Supplied entries Start Marker
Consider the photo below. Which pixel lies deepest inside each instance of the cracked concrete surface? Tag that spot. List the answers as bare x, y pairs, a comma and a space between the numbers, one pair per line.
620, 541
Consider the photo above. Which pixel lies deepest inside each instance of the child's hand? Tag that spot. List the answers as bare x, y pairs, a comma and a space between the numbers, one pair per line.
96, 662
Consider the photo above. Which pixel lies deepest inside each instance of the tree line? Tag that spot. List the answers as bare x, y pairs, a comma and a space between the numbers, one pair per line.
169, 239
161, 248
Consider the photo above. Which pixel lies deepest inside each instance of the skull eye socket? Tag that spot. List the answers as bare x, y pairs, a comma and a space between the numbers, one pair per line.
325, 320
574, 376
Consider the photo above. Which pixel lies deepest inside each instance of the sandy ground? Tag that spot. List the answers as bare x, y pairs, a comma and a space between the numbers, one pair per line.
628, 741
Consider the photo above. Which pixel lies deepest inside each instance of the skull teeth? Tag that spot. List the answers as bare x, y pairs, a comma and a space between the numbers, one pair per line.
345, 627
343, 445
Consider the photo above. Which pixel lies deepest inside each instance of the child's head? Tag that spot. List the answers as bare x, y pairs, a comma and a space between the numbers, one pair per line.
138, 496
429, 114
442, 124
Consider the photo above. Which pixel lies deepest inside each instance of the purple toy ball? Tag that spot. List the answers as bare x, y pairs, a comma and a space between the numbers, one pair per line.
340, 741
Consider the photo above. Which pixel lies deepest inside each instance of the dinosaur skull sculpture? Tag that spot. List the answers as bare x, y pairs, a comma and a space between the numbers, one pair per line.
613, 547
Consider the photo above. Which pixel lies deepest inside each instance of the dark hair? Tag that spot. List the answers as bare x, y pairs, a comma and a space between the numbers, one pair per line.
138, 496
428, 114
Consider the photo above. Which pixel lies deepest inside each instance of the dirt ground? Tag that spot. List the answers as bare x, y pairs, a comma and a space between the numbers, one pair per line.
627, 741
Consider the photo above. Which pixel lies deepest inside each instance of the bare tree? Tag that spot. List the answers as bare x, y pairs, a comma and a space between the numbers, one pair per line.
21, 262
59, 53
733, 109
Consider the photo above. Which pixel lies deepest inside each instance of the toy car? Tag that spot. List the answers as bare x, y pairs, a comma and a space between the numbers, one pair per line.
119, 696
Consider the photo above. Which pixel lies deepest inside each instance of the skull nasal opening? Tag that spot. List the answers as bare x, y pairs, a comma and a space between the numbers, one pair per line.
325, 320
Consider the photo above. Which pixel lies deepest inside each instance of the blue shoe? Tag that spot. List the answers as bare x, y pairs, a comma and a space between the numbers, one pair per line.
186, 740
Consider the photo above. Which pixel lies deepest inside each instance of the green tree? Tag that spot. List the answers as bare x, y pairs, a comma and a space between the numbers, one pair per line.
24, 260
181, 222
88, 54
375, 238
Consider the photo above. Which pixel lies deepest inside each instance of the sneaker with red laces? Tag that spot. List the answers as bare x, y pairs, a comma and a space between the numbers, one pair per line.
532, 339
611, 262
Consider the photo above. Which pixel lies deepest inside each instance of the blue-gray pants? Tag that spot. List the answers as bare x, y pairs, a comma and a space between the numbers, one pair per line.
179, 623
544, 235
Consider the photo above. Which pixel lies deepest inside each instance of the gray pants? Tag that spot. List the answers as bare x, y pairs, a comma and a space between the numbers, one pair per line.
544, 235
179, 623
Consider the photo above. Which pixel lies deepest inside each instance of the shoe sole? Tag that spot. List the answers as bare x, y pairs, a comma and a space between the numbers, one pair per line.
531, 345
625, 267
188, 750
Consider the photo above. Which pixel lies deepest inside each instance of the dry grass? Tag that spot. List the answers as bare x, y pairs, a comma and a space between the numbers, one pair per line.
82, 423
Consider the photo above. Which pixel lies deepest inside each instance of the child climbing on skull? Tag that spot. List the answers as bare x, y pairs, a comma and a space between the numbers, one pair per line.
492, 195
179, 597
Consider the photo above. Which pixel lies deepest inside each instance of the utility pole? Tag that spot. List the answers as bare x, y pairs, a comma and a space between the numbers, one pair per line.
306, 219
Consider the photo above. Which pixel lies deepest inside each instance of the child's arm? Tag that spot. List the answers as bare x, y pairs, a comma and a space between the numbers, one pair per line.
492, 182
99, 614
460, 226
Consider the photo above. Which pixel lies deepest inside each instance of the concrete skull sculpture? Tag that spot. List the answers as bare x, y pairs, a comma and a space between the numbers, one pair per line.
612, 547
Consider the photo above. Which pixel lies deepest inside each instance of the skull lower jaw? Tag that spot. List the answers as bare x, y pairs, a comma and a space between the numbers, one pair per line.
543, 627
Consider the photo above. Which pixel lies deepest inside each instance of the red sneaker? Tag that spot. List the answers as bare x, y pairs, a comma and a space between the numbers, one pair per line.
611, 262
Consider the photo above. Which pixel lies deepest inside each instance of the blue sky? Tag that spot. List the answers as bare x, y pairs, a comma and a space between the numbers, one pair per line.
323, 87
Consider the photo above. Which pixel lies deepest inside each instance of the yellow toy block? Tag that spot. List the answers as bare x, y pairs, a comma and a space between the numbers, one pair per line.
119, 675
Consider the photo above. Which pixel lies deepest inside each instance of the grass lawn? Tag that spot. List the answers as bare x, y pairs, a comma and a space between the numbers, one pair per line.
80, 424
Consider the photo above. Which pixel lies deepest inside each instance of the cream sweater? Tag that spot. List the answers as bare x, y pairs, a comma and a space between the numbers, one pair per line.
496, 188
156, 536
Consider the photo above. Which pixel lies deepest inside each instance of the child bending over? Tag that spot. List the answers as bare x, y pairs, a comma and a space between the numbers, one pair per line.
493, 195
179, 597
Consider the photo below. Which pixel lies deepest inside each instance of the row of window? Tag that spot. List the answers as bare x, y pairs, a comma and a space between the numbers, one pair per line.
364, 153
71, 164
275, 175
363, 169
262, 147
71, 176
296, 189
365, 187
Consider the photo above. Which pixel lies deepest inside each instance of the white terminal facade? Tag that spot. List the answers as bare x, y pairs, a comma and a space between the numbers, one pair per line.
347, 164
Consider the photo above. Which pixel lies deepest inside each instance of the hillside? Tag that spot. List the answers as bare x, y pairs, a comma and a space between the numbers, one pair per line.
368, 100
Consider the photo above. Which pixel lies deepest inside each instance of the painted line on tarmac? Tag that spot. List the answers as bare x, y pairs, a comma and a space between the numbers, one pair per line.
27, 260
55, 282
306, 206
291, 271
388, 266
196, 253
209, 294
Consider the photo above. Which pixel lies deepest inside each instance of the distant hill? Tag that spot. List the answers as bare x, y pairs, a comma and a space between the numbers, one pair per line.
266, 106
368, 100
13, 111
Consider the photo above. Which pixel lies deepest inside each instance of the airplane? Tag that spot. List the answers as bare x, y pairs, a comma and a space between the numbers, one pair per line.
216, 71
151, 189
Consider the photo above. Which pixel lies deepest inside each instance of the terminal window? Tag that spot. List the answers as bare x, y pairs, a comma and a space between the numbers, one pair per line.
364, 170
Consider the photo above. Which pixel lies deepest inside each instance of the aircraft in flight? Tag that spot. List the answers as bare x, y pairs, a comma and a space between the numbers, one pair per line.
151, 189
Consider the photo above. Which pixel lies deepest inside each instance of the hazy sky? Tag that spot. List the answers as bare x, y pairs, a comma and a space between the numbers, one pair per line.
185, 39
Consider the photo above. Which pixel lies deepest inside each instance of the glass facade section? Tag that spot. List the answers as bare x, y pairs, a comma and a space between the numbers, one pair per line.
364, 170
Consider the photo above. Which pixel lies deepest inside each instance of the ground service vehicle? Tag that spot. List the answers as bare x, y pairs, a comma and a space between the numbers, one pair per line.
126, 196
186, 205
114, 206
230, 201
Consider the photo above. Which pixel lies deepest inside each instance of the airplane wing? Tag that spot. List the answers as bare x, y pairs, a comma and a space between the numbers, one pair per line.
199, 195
Supplied entries End Marker
**What you should do**: Would you reproduce, word for word, the lines from the one holding "of the aircraft" through the final line of the entries, both included?

**Output for this exercise**:
Consider the photo above. Which pixel lies deepest inside each instance of the aircraft in flight? Tag that spot. List the answers as bare x, y pairs, a comma and a space between the numbers, one pair per line.
151, 189
Consider the photo above. Which pixel lies deepest inside each instance of the hazy sky? Tag that spot. List the answers as bare x, y pairs, a comma and a space between the numbers, one pair per line.
185, 39
Consider the photo above. Which pixel lies deepest inside each instance of the glass facade section? Tag that spot. List the answers as bare x, y pairs, a comma and a space between the numbers, one pair per line.
364, 170
Consider the photo above. Which pixel lies deepest inside each instance of the ground service vehicle? Tag that spot. List the answers as bare x, y pairs, a comma and a space between the numbers, one pair per line.
126, 196
186, 205
114, 206
230, 201
Consider the photo above. Which pixel lies deepest inside each instance of the airplane wing? Tag that spot. List the answers as bare x, y pairs, a comma and a space between the numbers, one pair per line.
199, 195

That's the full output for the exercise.